[Records provided start]

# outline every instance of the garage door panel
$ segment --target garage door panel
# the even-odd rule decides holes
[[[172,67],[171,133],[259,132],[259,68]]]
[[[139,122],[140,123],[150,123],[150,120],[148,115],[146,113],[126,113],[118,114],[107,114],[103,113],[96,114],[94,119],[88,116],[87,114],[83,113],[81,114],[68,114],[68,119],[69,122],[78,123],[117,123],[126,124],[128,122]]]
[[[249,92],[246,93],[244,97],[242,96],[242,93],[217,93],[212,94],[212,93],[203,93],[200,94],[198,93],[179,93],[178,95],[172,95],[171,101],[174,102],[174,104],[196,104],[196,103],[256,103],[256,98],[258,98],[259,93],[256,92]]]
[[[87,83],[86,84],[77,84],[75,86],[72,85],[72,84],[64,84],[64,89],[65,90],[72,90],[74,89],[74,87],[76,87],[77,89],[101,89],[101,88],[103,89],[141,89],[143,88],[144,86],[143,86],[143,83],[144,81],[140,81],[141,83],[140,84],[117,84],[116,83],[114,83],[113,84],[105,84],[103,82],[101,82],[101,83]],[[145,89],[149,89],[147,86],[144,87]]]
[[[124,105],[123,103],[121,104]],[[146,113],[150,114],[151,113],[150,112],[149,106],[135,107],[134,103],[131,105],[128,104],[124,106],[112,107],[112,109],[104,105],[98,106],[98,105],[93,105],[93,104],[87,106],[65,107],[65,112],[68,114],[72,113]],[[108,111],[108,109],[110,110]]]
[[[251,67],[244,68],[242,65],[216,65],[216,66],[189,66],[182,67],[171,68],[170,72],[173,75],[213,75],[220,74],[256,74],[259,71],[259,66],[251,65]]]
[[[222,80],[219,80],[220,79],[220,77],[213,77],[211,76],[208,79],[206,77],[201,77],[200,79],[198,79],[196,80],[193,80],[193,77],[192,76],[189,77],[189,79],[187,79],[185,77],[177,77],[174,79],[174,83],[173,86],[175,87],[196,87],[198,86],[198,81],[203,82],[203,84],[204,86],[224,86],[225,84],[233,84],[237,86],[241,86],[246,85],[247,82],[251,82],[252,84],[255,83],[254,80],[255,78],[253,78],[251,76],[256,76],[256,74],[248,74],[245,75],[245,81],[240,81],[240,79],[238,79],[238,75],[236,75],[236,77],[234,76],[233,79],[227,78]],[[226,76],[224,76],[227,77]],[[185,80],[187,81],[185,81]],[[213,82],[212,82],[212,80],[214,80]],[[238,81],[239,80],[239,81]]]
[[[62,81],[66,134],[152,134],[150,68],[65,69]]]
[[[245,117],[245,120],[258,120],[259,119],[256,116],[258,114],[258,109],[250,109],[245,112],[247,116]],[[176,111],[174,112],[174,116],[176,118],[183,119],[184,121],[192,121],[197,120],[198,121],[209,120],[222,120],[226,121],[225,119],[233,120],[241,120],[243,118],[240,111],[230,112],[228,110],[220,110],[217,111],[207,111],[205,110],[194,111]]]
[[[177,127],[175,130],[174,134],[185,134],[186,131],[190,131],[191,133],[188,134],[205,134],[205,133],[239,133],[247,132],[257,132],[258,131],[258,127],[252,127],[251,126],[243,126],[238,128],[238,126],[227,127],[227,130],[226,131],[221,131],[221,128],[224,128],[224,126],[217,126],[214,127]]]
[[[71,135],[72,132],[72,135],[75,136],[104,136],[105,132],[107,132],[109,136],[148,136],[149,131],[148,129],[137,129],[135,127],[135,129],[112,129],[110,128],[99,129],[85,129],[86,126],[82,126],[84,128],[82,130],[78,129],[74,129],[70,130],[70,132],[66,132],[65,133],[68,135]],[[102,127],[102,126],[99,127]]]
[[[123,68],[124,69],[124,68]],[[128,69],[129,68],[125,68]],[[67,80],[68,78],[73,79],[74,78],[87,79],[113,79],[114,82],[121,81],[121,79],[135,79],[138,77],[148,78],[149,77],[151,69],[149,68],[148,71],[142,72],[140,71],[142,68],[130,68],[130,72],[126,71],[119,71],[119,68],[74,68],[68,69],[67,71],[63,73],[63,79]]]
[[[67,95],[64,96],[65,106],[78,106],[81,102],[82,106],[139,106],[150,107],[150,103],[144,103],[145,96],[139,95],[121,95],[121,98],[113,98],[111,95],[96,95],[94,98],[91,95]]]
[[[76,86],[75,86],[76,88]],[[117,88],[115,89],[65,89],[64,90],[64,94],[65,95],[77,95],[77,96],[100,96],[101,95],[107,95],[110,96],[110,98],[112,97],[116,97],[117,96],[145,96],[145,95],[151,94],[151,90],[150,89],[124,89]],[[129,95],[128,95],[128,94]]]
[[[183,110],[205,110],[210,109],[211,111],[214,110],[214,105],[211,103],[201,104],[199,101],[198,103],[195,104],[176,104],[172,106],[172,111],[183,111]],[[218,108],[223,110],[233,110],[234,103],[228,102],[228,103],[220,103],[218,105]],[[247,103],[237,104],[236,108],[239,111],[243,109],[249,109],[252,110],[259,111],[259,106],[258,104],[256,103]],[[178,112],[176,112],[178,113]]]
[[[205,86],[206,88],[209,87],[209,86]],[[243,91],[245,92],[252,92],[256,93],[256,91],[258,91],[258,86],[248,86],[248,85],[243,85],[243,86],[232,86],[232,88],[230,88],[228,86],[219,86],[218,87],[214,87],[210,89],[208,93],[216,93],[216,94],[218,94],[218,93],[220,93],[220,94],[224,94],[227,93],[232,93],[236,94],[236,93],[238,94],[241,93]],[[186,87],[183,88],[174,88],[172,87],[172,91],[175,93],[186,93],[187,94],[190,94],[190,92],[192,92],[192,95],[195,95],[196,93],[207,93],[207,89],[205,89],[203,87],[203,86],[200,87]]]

[Records provided end]

Given exercise
Substitute "roller shutter" for every "garage door panel" in the records above, and reproduce all of them with nothing else changed.

Solution to the exercise
# outline every instance of the roller shutter
$ segment --target roller shutter
# the even-odd rule decides holes
[[[172,67],[171,133],[259,132],[259,68]]]
[[[139,122],[140,123],[150,123],[150,120],[148,115],[146,113],[126,113],[118,114],[107,114],[103,113],[96,114],[94,119],[88,116],[87,114],[83,113],[81,114],[68,114],[68,119],[69,122],[78,123],[117,123],[126,124],[128,122]]]
[[[249,92],[246,93],[244,97],[242,96],[242,93],[217,93],[212,94],[212,93],[203,93],[200,94],[198,93],[179,93],[178,95],[172,95],[171,101],[174,102],[174,104],[196,104],[196,103],[256,103],[256,98],[258,98],[259,93],[256,92]]]
[[[87,83],[86,84],[77,84],[75,86],[72,85],[72,84],[64,84],[64,89],[65,90],[72,90],[74,89],[74,87],[76,87],[77,89],[101,89],[101,88],[103,89],[141,89],[143,88],[144,86],[143,86],[143,83],[144,81],[140,81],[141,83],[140,84],[117,84],[116,83],[114,83],[113,84],[105,84],[103,82],[101,82],[101,83]],[[145,89],[149,89],[147,86],[144,87]]]
[[[124,105],[123,103],[121,104]],[[146,113],[150,114],[151,113],[150,112],[149,106],[135,107],[134,103],[131,105],[128,104],[124,106],[112,107],[112,109],[104,105],[98,106],[98,105],[93,105],[93,104],[87,106],[65,107],[65,112],[68,114],[72,113]],[[108,111],[108,109],[110,110]]]
[[[251,67],[244,68],[242,65],[216,65],[216,66],[189,66],[182,67],[171,68],[170,72],[173,75],[213,75],[220,74],[256,74],[259,71],[259,66],[251,65]]]
[[[222,80],[219,80],[220,79],[220,77],[213,77],[211,76],[208,79],[206,77],[201,77],[200,79],[198,79],[196,80],[193,80],[193,77],[192,76],[189,77],[189,79],[187,79],[185,77],[177,77],[174,79],[174,83],[173,86],[175,87],[196,87],[198,86],[198,81],[203,82],[203,84],[204,86],[224,86],[225,84],[233,84],[237,86],[241,86],[246,85],[247,82],[251,82],[252,84],[255,83],[254,80],[255,78],[253,78],[251,76],[256,76],[256,74],[248,74],[245,75],[245,81],[240,81],[240,79],[238,79],[238,75],[236,75],[236,77],[234,76],[233,79],[227,78]],[[226,76],[224,76],[227,77]],[[185,80],[187,81],[185,81]],[[213,82],[212,82],[212,80],[214,80]],[[238,81],[239,80],[239,81]]]
[[[62,81],[66,134],[152,134],[150,68],[65,69]]]
[[[245,117],[245,120],[258,120],[259,119],[256,116],[258,114],[258,109],[250,109],[245,112],[247,116]],[[176,111],[174,112],[174,116],[176,118],[183,119],[184,121],[192,121],[197,120],[198,121],[209,120],[222,120],[226,121],[225,119],[233,120],[241,120],[243,118],[240,111],[230,112],[228,110],[220,110],[217,111],[207,111],[205,110],[194,111]]]
[[[177,127],[175,130],[174,134],[185,134],[186,131],[190,131],[191,133],[188,134],[205,134],[205,133],[239,133],[247,132],[257,132],[258,131],[258,127],[252,127],[251,126],[243,126],[238,128],[238,126],[227,127],[227,130],[226,131],[221,131],[221,128],[224,128],[224,126],[217,126],[214,127]]]
[[[71,135],[72,132],[72,135],[75,136],[104,136],[105,132],[107,132],[109,136],[148,136],[149,131],[148,129],[137,129],[135,127],[135,129],[112,129],[110,128],[99,129],[85,129],[86,126],[82,126],[84,128],[82,130],[78,129],[74,129],[70,130],[70,132],[66,132],[65,133],[68,135]],[[102,127],[102,126],[99,127]]]
[[[123,68],[124,69],[124,68]],[[128,69],[129,68],[125,68]],[[67,80],[68,78],[73,79],[74,78],[87,79],[113,79],[114,82],[121,81],[121,79],[135,79],[138,77],[148,78],[149,77],[151,69],[149,68],[148,71],[142,72],[140,71],[142,68],[130,68],[130,72],[126,71],[119,71],[119,68],[74,68],[68,69],[67,71],[63,73],[63,79]]]
[[[67,95],[64,96],[65,106],[78,106],[81,102],[82,106],[139,106],[150,107],[150,103],[144,103],[145,96],[139,95],[121,95],[121,98],[113,98],[111,95],[96,95],[94,98],[91,95]]]
[[[76,86],[75,86],[76,88]],[[117,88],[115,89],[65,89],[64,90],[64,94],[65,95],[77,95],[77,96],[100,96],[101,95],[107,95],[110,96],[110,98],[112,97],[116,97],[117,96],[145,96],[145,95],[151,94],[151,90],[150,89],[124,89]],[[129,95],[128,95],[128,94]]]
[[[183,110],[205,110],[210,109],[211,111],[214,110],[214,105],[211,103],[201,104],[199,101],[198,103],[195,104],[176,104],[172,106],[172,111],[183,111]],[[218,108],[223,110],[233,110],[234,103],[228,102],[228,103],[220,103],[218,105]],[[247,103],[237,104],[236,108],[239,111],[243,109],[249,109],[252,110],[259,111],[259,106],[258,104],[256,103]],[[178,112],[176,112],[178,113]]]
[[[205,86],[206,88],[209,87],[209,86]],[[243,91],[245,92],[252,92],[256,93],[256,91],[258,91],[258,86],[248,86],[248,85],[243,85],[243,86],[232,86],[232,88],[230,88],[228,86],[219,86],[218,87],[214,87],[210,89],[208,93],[216,93],[216,94],[218,94],[218,93],[220,93],[220,94],[224,94],[227,93],[232,93],[236,94],[236,93],[238,94],[241,93]],[[186,87],[183,88],[174,88],[172,87],[172,91],[175,93],[186,93],[187,94],[190,94],[190,92],[192,92],[192,95],[195,95],[196,93],[207,93],[207,89],[205,89],[203,87],[203,86],[200,87]]]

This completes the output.